> [Objective]
Pick up the personal narrative about growing up in East London and its family ancestry, and continue it from its final sentence.

Think of a major decision you made in your life, or a major event in your life, one that changed the course of your life forever. Consider what your alternatives and life situation were at the time, and write a story about what might have happened if you had made a different choice, or if the event hadn't happened, or had happened differently. You may write it in poem form if that suits the situation better.
So where was I. It goes back many years and I am not really sure where it all started. It was not just one fine day when a bolt of lightning stuck and I thought this is it. No, it sort of crept in, slowly but certainly and through a chain of circumstances it happened. Well, I may have now caused your appetite to grow and all are wondering, “what the hell is she talking about”.
Being born in a poor part of London had its disadvantages, but also advantages. We were quite a cosmopolitan community, there were all shapes and sizes, colours, beliefs and if you dug into the past you would find that nearly all East Londoners had something foreign in their ancestry. Perhaps that was the trigger that fired my ideas. Great grandmother was discovered to be direct Huguenot descent, although I am sure she spoke no French, at least my grandfather could not speak the language, so I suppose his mother only spoke the local cockney dialect with him. Actually my grandfather did have a gift for swearing, but I think that was to be expected.

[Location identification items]
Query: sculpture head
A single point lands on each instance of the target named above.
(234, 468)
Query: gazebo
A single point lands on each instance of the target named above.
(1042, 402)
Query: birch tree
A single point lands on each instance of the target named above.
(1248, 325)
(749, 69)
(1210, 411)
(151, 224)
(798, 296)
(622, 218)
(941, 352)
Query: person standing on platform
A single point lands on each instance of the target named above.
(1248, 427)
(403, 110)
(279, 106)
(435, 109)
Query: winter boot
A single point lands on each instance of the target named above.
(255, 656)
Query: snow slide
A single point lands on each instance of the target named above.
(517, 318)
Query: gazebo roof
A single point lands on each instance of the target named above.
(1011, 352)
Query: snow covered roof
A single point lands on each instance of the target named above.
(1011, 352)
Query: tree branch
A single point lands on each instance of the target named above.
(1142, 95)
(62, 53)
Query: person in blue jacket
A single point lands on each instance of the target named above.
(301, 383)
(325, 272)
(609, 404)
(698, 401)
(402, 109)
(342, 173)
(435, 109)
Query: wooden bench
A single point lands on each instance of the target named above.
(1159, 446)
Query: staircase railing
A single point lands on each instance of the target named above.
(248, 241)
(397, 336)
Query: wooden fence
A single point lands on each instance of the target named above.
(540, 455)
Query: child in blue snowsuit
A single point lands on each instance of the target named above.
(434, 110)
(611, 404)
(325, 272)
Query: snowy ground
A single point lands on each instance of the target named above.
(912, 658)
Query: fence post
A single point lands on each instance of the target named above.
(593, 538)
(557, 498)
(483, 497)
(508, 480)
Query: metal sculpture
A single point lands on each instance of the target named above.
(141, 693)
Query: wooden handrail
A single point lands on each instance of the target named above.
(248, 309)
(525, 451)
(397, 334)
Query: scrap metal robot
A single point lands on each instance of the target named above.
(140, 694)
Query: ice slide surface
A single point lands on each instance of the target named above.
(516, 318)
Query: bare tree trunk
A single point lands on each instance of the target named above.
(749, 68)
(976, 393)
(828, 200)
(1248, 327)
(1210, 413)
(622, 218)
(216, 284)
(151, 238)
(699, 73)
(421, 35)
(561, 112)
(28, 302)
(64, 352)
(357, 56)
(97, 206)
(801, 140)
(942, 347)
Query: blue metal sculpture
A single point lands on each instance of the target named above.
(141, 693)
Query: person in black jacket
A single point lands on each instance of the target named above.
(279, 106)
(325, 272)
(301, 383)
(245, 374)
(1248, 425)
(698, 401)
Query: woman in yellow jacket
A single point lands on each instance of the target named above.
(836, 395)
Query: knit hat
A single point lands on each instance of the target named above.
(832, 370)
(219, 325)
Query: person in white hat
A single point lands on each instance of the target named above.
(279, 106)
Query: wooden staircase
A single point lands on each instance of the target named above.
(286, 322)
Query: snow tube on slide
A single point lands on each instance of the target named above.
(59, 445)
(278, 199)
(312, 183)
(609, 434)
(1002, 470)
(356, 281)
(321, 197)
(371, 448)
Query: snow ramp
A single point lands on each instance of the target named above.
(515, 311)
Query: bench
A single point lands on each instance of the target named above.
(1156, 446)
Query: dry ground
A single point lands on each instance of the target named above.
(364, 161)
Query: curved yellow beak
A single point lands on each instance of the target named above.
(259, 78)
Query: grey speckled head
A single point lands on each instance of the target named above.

> [Task output]
So where were we – ah yes, in the mixed backgrounds of East London. My school was at least one third Jewish, they had their own kitchen for their meals and their cutlery and plates was marked with a “K” (kosher) so that it would not be mixed with the others. This was quite interesting. You had a good insight into the Jewish customs, traditions and holidays. I remember we “others” were always a little bit jealous as we never got the free days for the Passover and new year. However, it was part of our East End culture and life.
I remember it was at this school that we learned foreign languages. The first was French and later I did two years of German. In between I decided to go to the local evening school to learn Spanish and afterwards even Italian. I eventually left school and worked in the City of London in an office. I was working temporary in London meaning that every week or month I was placed in another company. The money was good and it was fun. One of my jobs was for the Thomas Cook warehouse, where goods were exported all over the world. The correspondence was in English, but we had many people from Europe and Asia also working in the office. At last I could try out my foreign languages and they understood me. The seed was sown, I wanted to work abroad and use those strange tongues.
I found a job in Switzerland. It was an advertisement in the newspaper and I called and got the job. It was a small import-export company. My boss was from Pakistan, his wife was Swiss and they had three children. They owned a large apartment house in Zürich where I also had my own rooms.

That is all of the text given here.